— Begin —
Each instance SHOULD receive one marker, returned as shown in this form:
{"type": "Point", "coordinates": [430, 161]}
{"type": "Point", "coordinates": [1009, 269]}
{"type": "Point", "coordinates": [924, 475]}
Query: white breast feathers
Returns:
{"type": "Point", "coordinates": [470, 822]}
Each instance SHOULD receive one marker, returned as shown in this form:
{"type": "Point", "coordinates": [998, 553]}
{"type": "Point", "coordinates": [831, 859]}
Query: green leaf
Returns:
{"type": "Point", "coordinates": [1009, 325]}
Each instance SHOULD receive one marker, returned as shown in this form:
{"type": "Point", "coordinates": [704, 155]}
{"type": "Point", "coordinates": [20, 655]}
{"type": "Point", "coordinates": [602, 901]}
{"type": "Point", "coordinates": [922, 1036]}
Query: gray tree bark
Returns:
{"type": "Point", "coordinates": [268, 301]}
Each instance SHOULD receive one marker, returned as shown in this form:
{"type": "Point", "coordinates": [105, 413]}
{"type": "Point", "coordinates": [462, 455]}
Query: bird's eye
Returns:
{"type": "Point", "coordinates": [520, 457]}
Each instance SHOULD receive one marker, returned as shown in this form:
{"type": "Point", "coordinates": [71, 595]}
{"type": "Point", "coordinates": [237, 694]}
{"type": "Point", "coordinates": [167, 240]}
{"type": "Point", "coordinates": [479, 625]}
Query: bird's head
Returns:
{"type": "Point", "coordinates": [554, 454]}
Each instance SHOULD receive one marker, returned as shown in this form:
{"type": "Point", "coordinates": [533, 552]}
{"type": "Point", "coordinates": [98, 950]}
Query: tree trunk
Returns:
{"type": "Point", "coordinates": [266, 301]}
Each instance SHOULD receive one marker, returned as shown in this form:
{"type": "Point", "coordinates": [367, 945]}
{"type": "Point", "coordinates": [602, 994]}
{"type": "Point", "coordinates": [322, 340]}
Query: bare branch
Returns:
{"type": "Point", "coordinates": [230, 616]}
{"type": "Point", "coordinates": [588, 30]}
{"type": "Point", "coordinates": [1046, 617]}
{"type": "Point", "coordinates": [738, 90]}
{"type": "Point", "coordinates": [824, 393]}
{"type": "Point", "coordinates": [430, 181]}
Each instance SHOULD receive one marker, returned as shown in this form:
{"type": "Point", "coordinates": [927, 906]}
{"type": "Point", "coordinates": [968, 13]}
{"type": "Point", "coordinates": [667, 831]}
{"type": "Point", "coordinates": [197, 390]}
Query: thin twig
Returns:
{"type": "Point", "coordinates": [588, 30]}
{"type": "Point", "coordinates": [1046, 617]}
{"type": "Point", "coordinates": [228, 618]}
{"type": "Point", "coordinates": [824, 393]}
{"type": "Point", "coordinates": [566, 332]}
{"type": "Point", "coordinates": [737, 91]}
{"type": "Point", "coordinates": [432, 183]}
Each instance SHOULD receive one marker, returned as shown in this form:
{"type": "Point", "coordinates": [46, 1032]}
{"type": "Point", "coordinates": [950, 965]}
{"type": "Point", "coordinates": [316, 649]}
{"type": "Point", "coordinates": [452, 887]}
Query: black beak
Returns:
— End —
## Work to be completed
Please state how many lines above contain the word "tree", and give only the number.

## Task response
2